**Task goal:** Reproduce the data below exactly. Skip the pictures.
Content starts
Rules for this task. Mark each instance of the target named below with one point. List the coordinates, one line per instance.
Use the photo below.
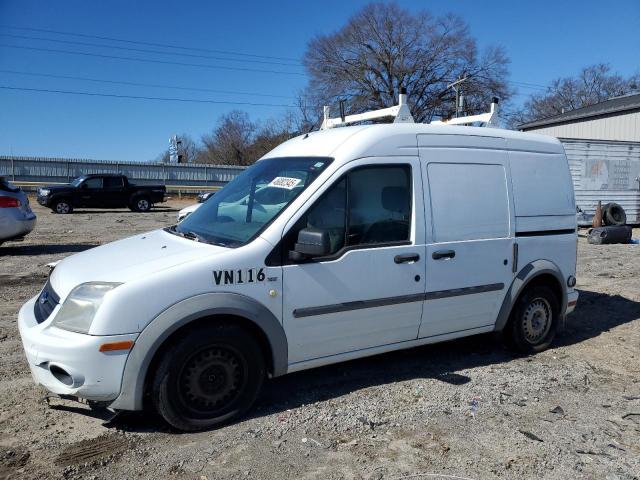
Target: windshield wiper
(190, 235)
(195, 237)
Content ends
**Reply:**
Rules for this task. Mark each instance of the target named below with one point. List the coordinates, one line per instance.
Use the photo below.
Target: windshield wiper
(190, 235)
(195, 237)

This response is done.